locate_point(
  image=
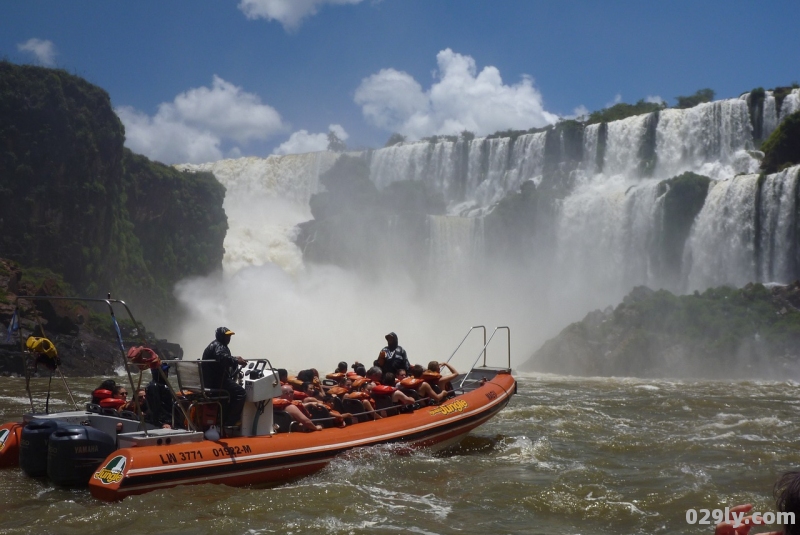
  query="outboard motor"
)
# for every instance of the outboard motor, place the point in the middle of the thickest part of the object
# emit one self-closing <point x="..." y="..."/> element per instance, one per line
<point x="75" y="452"/>
<point x="33" y="446"/>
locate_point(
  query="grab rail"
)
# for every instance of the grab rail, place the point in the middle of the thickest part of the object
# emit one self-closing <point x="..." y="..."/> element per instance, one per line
<point x="483" y="352"/>
<point x="464" y="339"/>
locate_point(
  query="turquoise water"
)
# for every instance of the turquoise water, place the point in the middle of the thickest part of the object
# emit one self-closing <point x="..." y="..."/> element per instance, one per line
<point x="568" y="455"/>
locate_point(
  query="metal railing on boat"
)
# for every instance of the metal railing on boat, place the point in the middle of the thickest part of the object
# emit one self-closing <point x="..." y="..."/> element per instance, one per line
<point x="482" y="352"/>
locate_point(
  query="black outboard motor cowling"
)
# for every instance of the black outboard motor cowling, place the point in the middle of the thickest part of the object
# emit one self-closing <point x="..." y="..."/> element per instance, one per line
<point x="33" y="446"/>
<point x="75" y="452"/>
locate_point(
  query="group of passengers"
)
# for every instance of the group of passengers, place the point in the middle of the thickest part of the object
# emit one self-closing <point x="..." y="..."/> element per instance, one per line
<point x="392" y="382"/>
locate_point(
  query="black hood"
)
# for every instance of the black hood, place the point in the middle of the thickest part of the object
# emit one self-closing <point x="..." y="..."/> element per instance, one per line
<point x="223" y="335"/>
<point x="391" y="338"/>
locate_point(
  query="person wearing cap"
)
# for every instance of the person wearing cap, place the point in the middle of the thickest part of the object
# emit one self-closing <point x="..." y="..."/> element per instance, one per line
<point x="392" y="357"/>
<point x="220" y="372"/>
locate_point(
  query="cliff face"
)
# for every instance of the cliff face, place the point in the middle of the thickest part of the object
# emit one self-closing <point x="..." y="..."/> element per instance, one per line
<point x="61" y="180"/>
<point x="73" y="200"/>
<point x="722" y="333"/>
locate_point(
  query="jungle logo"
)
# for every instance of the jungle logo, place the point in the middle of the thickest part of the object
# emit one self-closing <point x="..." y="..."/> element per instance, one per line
<point x="456" y="406"/>
<point x="111" y="472"/>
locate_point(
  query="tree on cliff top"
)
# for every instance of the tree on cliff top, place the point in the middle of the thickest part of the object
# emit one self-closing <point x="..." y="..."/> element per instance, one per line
<point x="782" y="148"/>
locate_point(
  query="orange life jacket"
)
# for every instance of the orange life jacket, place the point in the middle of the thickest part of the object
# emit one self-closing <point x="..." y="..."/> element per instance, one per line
<point x="383" y="390"/>
<point x="411" y="382"/>
<point x="431" y="377"/>
<point x="112" y="403"/>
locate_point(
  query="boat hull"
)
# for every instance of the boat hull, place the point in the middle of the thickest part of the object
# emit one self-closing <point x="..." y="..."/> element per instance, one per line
<point x="10" y="437"/>
<point x="278" y="458"/>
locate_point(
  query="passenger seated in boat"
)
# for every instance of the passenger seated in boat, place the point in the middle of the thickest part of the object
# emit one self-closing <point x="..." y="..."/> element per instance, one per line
<point x="294" y="409"/>
<point x="443" y="381"/>
<point x="159" y="398"/>
<point x="105" y="390"/>
<point x="359" y="369"/>
<point x="375" y="376"/>
<point x="787" y="500"/>
<point x="219" y="370"/>
<point x="422" y="387"/>
<point x="283" y="376"/>
<point x="141" y="399"/>
<point x="115" y="401"/>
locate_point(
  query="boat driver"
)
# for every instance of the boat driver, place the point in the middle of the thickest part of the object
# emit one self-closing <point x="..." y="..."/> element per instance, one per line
<point x="392" y="357"/>
<point x="222" y="371"/>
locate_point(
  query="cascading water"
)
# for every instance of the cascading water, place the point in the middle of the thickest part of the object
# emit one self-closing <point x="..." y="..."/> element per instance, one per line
<point x="605" y="239"/>
<point x="456" y="250"/>
<point x="778" y="227"/>
<point x="265" y="199"/>
<point x="721" y="248"/>
<point x="599" y="226"/>
<point x="709" y="139"/>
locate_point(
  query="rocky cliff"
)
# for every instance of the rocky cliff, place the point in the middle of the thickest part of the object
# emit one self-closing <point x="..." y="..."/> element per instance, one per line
<point x="753" y="332"/>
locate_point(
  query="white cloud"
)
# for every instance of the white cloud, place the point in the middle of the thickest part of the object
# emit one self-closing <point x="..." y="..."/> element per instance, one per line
<point x="459" y="99"/>
<point x="43" y="51"/>
<point x="290" y="13"/>
<point x="192" y="128"/>
<point x="302" y="141"/>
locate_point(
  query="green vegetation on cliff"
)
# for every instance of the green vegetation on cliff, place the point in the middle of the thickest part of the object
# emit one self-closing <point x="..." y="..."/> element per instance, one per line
<point x="74" y="201"/>
<point x="782" y="147"/>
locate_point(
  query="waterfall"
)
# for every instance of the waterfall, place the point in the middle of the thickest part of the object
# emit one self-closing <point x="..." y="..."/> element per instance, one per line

•••

#### WORK REQUEST:
The records above must be output exactly, except for the pictures.

#### ANSWER:
locate_point(
  image=
  query="outboard motor"
)
# for every instance of the outboard motor, place the point in the middle of the thickest part of the object
# emit one self-closing <point x="..." y="..."/> element per instance, one per line
<point x="75" y="452"/>
<point x="33" y="446"/>
locate_point(
  query="grab rail"
)
# for every instance of the grab rail, place the point in the middle of the thickest part of the object
# emit one self-closing <point x="..." y="..."/> element per instance, one per line
<point x="483" y="352"/>
<point x="464" y="339"/>
locate_point(
  query="turquoise water"
)
# for every instance of the turquoise water, place the point in the middle of the thickest part of the object
# emit one self-closing <point x="..." y="..."/> element per instance, one per line
<point x="568" y="455"/>
locate_point(
  query="metal railing on boat"
)
# for every instance of the metal railing on boat, place the point in the middle of the thickest part of the object
# emit one self-closing <point x="..." y="..."/> element per instance, one per line
<point x="482" y="352"/>
locate_point(
  query="black outboard motor cowling"
)
# for every instance of the black outboard motor cowling, place the point in the middle of the thickest part of the object
# emit one self-closing <point x="..." y="..."/> element per instance, one per line
<point x="33" y="446"/>
<point x="75" y="452"/>
locate_point(
  query="group of passengers"
)
# for every instance of the group of passengers, place the point in the middle of the thickest part of the object
# emit one self-closing <point x="..." y="..."/> element per instance, one per line
<point x="392" y="382"/>
locate_point(
  query="black hood"
)
# for every instance of the black hood, place the point in the middle of the thickest part of the object
# emit one self-closing <point x="..." y="..."/> element per instance, one per line
<point x="223" y="335"/>
<point x="391" y="338"/>
locate_point(
  query="person wearing cap"
)
# for every instance of the person wearing cap, place the point in the middle of the thickest part of the object
# emit one self-closing <point x="..." y="..."/> element per instance, one per line
<point x="392" y="357"/>
<point x="220" y="372"/>
locate_point(
  query="cliff face"
)
# for every instance of the cliff face, place the point in the middle of the thickest part of the object
# emit one self-closing <point x="..." y="..."/> element per instance, one per line
<point x="61" y="180"/>
<point x="73" y="200"/>
<point x="722" y="333"/>
locate_point(
  query="jungle logo"
)
# for every instance of the jungle logo, place the point in the middle of the thickest part of the object
# emit one self-closing <point x="..." y="..."/> element per instance, one per line
<point x="456" y="406"/>
<point x="111" y="472"/>
locate_point(
  query="tree on cliff top"
)
# for every instance of the tree on cliff top, place the point in the middle of the thickest part of the object
# emit one self-closing <point x="..." y="..."/> element per instance, one per line
<point x="782" y="148"/>
locate_point(
  query="orange life jacket"
)
# for every instance of the orange life jacket, place the point in the middle of the thickest part of the object
# emit one self-closing <point x="..." y="..."/> element per instance, one per line
<point x="383" y="390"/>
<point x="411" y="382"/>
<point x="431" y="377"/>
<point x="112" y="403"/>
locate_point(
  query="boat hull"
)
# for every instance of the boat hull, place the point in the middle of the thickest part of the object
# emit one self-closing <point x="..." y="..."/> element per instance, one per line
<point x="10" y="437"/>
<point x="278" y="458"/>
locate_point(
  query="passenger seated in boat"
)
# for every instance of the passenger seated in boat, place the point in the middle of the thickest part of the object
# emit one self-closing <point x="..." y="..."/> element per instance, one per line
<point x="294" y="409"/>
<point x="443" y="381"/>
<point x="159" y="398"/>
<point x="105" y="390"/>
<point x="359" y="369"/>
<point x="375" y="376"/>
<point x="787" y="500"/>
<point x="219" y="370"/>
<point x="422" y="387"/>
<point x="283" y="376"/>
<point x="141" y="399"/>
<point x="115" y="401"/>
locate_point(
  query="boat driver"
)
# for every instance of the boat driver, place the point in the middle of the thickest part of the object
# emit one self-closing <point x="..." y="..."/> element per instance, one per line
<point x="392" y="357"/>
<point x="222" y="371"/>
locate_point(
  query="cascading water"
)
# for every instance of the cascading water, place the point in the middle of the thickest part of the object
# emit one self-closing <point x="..." y="..."/> element per instance, one per line
<point x="605" y="239"/>
<point x="456" y="250"/>
<point x="778" y="227"/>
<point x="265" y="199"/>
<point x="721" y="248"/>
<point x="599" y="226"/>
<point x="709" y="139"/>
locate_point(
  query="rocky cliff"
)
# for every instance of the rocky cliff, place the point in the middle of the thickest part of the object
# emit one self-closing <point x="..." y="..."/> element per instance, one per line
<point x="753" y="332"/>
locate_point(
  query="white cloud"
)
# for every instance of the white cloud, place the point in the middle of the thickest part of the object
# emit one self-closing <point x="..." y="..."/> element per instance, one per line
<point x="459" y="99"/>
<point x="43" y="51"/>
<point x="290" y="13"/>
<point x="192" y="128"/>
<point x="302" y="141"/>
locate_point(
  query="green vegetation on cliff"
)
# for every instance of the green vegetation on cliff, place the point in the middle of the thickest part of the object
# emit one self-closing <point x="..." y="..."/> element per instance, one per line
<point x="74" y="201"/>
<point x="782" y="147"/>
locate_point(
  query="waterfall"
)
# for every instance of the waterfall, place the point in the middle of the thickest part of the object
# emit one self-closing <point x="..." y="..."/> element per instance, one per line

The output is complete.